British Actresses You Should Know: Fiona Shaw
I’m embarrassed to admit that up until the last five years, or so I only knew Fiona Shaw as Aunt Petunia from the Harry Potter franchise. Maybe like me, you weren’t aware of her stellar stage career; that she was part of the “new wave” of actors to emerge from RADA (Royal Academy of Dramatic Art) in the 70s and early 80s. Jonathan Pryce, Juliet Stevenson, Alan Rickman, Janet McTeer, Kenneth Branagh, and Mark Rylance were her peers.
Born Fiona Mary Wilson, Shaw is Irish, County Cork-born and raised by an eye surgeon father and a physicist mother. At her parents’ insistence, she went to university. After earning a philosophy degree from University College Cork, Shaw was free to pursue her true calling as an actor. With a RADA acting diploma under her belt, Ms. Shaw was on to the National Theatre and, after that, the Royal Shakespeare company. The accolades for her stage performances from the mid-80s to the mid-’00s are too numerous to list here.

○ ○ ○ ○ ○

Task
Print the passage of the Fiona Shaw text from "Born Fiona Mary" to "to list here.", word for word. The rows that follow are separate material and have no connection to the text about Fiona Shaw.

Records provided

○ ○ ○ ○ ○

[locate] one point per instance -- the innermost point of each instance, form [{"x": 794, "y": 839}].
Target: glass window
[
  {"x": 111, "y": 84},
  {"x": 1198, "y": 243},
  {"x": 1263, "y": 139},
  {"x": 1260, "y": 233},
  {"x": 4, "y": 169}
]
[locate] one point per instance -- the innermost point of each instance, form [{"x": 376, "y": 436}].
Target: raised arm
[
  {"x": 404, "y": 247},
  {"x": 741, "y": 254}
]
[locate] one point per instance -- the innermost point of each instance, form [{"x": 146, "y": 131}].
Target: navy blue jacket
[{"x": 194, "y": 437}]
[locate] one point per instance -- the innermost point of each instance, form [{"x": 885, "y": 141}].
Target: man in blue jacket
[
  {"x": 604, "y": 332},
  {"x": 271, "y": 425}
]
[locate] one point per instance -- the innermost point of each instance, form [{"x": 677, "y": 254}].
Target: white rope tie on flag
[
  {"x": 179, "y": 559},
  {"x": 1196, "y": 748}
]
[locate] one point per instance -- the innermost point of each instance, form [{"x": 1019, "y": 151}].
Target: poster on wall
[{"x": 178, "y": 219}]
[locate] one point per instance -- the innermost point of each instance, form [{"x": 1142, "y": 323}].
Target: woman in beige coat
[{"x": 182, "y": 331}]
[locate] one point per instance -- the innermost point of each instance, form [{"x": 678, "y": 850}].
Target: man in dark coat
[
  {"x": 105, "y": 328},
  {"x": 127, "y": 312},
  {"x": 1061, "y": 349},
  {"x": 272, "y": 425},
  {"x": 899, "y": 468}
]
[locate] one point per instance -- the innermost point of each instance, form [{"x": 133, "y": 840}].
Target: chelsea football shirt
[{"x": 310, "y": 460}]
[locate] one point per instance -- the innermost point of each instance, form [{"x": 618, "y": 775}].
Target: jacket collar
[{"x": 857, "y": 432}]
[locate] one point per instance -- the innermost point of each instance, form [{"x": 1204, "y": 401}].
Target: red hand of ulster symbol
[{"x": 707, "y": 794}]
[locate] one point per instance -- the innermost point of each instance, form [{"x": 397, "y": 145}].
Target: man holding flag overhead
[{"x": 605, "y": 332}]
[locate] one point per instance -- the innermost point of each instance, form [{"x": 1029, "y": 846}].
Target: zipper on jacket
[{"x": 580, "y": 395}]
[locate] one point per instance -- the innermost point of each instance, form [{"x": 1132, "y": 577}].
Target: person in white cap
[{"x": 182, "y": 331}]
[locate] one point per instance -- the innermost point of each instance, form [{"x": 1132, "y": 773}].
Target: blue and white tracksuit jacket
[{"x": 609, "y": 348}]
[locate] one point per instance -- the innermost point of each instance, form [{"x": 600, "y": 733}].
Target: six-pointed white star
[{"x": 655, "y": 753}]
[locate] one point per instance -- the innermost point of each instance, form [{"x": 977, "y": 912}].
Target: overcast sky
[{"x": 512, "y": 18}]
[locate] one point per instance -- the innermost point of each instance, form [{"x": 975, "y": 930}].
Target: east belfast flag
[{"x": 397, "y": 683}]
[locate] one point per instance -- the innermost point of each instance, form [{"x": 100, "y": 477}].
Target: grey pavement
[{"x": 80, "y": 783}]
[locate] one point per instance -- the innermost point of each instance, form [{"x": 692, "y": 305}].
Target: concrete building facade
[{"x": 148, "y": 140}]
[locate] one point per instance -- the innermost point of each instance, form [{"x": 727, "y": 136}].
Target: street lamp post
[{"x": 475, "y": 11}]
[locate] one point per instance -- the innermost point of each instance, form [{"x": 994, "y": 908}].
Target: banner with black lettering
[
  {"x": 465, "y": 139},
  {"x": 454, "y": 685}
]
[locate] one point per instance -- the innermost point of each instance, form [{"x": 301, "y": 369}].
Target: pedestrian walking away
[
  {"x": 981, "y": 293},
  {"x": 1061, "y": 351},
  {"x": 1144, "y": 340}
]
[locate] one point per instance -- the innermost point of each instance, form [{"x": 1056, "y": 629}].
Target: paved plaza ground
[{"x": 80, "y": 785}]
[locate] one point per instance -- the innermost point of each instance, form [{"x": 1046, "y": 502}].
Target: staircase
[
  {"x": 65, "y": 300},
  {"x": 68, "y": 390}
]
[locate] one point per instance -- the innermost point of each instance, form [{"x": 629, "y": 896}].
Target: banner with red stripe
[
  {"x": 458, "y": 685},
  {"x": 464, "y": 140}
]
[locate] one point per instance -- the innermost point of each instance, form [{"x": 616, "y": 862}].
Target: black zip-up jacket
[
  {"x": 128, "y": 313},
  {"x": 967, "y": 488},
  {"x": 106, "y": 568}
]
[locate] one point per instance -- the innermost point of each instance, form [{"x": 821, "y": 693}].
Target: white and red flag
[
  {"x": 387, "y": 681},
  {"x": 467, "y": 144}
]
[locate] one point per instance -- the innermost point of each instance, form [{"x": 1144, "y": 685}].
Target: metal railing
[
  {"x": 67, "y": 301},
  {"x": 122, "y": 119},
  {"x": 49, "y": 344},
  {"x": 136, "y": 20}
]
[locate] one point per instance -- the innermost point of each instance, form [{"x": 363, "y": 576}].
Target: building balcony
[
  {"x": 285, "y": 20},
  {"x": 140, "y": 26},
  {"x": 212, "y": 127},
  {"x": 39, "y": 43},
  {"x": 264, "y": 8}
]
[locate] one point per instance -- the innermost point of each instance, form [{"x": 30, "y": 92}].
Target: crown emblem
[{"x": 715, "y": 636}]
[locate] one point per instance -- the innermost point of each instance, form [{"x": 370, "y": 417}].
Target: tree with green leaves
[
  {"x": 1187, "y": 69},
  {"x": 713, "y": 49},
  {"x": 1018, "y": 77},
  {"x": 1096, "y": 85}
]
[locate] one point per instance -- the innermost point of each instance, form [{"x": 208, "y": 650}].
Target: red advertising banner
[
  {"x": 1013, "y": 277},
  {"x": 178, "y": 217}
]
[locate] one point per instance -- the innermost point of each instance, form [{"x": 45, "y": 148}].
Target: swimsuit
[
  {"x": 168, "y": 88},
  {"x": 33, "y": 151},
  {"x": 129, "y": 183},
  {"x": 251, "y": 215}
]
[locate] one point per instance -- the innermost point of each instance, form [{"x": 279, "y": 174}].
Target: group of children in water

○ ○ ○ ○ ○

Solution for this task
Born Fiona Mary Wilson, Shaw is Irish, County Cork-born and raised by an eye surgeon father and a physicist mother. At her parents’ insistence, she went to university. After earning a philosophy degree from University College Cork, Shaw was free to pursue her true calling as an actor. With a RADA acting diploma under her belt, Ms. Shaw was on to the National Theatre and, after that, the Royal Shakespeare company. The accolades for her stage performances from the mid-80s to the mid-’00s are too numerous to list here.